→ Task set
**1)** Copy everything from "The effect of lockdown on" down to "since disease outbreak." in the passage on lockdown and disease spread below, word for word.
**2)** List every symbol the passage on lockdown and disease spread uses for a quantity in the model, with what each one stands for.

*** Selected passage Section Begins ***

The effect of lockdown on disease transmission is time-dependent and complex with various direct and indirect influences. For example, the government imposed regulations directly create barriers for the movement of people and indirectly generate awareness among the population to follow hygienic practices. Although these actions reduce the disease transmission rate (β), the influence of these measures changes over time. To accommodate this effect, studies have modelled β as a function of time or lockdown36,36,37,38. Ianni and Rossi36 represented β as a decreasing exponential function to accommodate the increasing awareness of the population and the reducing disease transmission rate over 120 days since disease outbreak.

On the other hand, the awareness could gradually reduce over an extended period and governments can impose lockdown in phases, which create waves of awareness. While such approaches are convenient and easily adapted to standard epidemiological models/equations, disease transmission rate depends on complex social interactions among the population/community. Networks/graphs representing the interaction pattern among communities are often used to overcome these shortcomings30,31,39,40. In our model, we have incorporated two measures, namely Google mobility reports (https://github.com/GoogleCloudPlatform/covid-19-open-data) and Oxford stringency index (Hale et al., 2021) (http://www.bsg.ox.ac.uk/covidtracker) as a measure of Quarantine and Lockdown stringency index (λ(t)). These measures represent the dynamic changes in government norms and associated population behaviour towards COVID-19. Thus, it provides a better reflection of the real-world situation for the model. The λ(t) influences the disease transmission rate, β and also affects the movement of people from one region to another, Trrate in the model (Eqs. 11 and 12). In addition, the multi-compartmental design model raises a barrier to people moving from one sub-region to another. Thus, the model mimics the effect of lockdown in a large geographical region like India.

*** Selected passage Section Ends ***
*** Available data Section Begins ***

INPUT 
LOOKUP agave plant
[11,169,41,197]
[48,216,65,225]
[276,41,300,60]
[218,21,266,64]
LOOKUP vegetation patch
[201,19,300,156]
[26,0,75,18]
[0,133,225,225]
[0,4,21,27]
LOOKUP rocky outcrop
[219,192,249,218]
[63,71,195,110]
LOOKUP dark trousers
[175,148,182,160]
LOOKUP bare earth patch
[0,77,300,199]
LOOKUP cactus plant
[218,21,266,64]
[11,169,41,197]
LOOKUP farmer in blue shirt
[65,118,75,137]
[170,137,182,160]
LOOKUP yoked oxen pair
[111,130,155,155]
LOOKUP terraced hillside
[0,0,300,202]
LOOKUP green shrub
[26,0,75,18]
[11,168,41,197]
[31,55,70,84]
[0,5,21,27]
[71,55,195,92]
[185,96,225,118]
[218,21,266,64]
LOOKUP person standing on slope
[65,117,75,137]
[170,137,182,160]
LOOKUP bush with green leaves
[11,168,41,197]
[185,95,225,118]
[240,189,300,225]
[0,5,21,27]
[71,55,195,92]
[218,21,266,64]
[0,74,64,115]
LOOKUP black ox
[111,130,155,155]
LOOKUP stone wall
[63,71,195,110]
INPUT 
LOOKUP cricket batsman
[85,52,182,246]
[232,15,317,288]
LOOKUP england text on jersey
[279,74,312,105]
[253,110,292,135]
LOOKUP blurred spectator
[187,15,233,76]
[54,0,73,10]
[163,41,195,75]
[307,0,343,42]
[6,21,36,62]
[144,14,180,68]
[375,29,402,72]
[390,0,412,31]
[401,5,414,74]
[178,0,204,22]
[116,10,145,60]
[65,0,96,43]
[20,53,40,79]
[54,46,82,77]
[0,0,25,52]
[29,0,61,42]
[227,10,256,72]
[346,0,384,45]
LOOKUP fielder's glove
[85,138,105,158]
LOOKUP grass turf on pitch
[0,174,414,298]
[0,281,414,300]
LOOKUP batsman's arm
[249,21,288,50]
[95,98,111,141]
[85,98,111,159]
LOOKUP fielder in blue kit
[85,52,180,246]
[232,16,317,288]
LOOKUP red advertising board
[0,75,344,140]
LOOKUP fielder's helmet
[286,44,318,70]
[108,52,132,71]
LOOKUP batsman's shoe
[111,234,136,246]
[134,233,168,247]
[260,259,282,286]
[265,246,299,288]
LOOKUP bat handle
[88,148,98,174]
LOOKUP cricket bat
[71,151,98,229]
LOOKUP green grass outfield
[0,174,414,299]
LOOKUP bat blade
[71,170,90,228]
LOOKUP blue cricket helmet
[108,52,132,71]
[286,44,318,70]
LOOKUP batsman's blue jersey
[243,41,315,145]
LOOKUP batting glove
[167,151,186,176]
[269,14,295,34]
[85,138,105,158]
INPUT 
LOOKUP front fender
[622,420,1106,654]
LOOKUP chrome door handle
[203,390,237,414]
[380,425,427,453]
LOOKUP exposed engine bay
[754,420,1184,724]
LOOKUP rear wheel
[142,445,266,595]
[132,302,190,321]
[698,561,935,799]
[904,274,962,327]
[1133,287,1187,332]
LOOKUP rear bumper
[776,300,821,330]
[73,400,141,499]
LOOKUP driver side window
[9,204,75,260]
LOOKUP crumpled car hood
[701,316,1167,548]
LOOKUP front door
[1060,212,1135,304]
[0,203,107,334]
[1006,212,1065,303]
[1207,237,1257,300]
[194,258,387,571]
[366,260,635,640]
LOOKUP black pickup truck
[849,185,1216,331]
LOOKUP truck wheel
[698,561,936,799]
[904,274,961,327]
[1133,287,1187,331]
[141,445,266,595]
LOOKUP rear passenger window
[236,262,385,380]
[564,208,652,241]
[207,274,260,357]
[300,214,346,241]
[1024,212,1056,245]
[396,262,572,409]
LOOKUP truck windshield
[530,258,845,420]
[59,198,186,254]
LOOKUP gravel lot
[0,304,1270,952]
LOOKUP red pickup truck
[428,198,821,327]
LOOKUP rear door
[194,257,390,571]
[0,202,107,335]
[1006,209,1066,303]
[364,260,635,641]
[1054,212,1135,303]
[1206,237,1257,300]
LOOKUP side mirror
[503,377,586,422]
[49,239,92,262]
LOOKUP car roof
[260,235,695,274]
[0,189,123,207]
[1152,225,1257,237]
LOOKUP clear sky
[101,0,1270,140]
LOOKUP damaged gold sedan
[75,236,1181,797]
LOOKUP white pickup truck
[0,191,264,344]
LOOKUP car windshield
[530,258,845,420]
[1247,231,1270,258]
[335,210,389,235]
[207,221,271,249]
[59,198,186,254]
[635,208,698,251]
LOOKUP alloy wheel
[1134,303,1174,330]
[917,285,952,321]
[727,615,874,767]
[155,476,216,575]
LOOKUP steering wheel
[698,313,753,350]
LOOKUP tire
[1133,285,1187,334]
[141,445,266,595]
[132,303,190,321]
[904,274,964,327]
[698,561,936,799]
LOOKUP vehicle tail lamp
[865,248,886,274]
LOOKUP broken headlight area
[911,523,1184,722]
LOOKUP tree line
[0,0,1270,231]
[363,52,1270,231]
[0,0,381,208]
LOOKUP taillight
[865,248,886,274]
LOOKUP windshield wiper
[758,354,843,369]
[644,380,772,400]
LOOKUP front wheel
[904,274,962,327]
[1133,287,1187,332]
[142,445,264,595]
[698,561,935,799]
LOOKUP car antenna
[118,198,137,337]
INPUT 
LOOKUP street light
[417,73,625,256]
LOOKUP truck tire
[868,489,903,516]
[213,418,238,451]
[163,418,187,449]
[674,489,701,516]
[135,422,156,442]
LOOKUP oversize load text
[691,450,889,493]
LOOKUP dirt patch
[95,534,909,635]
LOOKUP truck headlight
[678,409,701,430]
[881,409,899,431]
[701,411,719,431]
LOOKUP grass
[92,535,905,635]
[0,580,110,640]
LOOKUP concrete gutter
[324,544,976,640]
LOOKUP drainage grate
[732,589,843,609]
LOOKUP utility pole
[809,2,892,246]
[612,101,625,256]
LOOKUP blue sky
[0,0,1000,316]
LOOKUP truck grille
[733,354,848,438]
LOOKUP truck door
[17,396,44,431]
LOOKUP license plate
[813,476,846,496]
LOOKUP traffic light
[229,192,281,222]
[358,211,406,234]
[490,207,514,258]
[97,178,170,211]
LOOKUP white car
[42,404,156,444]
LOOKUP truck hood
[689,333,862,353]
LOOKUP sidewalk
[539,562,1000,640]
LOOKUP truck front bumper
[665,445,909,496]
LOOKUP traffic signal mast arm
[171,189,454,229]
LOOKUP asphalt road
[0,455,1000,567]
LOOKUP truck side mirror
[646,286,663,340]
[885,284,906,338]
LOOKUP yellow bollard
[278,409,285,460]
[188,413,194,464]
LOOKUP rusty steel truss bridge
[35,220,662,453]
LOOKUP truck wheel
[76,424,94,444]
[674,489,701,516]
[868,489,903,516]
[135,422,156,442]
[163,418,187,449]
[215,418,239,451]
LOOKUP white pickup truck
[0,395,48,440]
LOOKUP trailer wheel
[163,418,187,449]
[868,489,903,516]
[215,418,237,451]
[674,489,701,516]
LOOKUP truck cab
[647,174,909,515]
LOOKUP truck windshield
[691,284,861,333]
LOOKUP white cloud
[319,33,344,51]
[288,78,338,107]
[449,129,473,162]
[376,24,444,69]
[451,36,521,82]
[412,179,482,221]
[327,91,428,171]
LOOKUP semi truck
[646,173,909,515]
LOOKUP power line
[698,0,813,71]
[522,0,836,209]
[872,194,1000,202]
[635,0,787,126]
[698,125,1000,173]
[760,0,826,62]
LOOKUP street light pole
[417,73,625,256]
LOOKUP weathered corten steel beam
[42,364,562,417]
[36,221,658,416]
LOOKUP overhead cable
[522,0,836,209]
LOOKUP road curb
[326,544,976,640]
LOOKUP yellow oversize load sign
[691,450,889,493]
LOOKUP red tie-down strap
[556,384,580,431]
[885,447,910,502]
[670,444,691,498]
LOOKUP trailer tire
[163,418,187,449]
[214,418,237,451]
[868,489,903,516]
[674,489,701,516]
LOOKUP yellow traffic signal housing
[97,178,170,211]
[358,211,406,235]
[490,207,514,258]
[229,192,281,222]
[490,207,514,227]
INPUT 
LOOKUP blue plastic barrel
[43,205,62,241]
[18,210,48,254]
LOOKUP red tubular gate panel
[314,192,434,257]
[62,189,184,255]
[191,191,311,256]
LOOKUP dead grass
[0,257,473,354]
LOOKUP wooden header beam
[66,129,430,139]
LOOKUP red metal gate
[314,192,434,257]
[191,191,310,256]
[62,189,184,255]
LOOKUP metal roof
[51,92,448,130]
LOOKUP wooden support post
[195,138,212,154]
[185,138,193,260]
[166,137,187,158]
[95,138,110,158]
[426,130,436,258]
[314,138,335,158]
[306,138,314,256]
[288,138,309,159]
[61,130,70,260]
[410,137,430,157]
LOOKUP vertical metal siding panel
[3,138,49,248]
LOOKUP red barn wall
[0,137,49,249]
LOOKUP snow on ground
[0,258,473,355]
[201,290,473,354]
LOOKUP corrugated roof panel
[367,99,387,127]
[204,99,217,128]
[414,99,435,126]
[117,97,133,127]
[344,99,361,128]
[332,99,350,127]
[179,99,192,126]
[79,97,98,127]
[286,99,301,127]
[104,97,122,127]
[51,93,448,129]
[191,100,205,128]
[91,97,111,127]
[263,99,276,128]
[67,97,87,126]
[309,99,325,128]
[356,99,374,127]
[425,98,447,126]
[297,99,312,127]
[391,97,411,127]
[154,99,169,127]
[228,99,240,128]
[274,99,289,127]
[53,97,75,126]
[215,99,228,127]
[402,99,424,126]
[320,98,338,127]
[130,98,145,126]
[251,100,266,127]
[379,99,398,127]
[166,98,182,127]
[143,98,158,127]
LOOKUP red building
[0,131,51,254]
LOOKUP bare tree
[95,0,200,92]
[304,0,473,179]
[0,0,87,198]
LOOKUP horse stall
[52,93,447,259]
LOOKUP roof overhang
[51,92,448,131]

*** Available data Section Ends ***

→ Written answers
**1)**
The effect of lockdown on disease transmission is time-dependent and complex with various direct and indirect influences. For example, the government imposed regulations directly create barriers for the movement of people and indirectly generate awareness among the population to follow hygienic practices. Although these actions reduce the disease transmission rate (β), the influence of these measures changes over time. To accommodate this effect, studies have modelled β as a function of time or lockdown36,36,37,38. Ianni and Rossi36 represented β as a decreasing exponential function to accommodate the increasing awareness of the population and the reducing disease transmission rate over 120 days since disease outbreak.

**2)**
- β: the disease transmission rate
- λ(t): the Quarantine and Lockdown stringency index
- Trrate: the movement of people from one region to another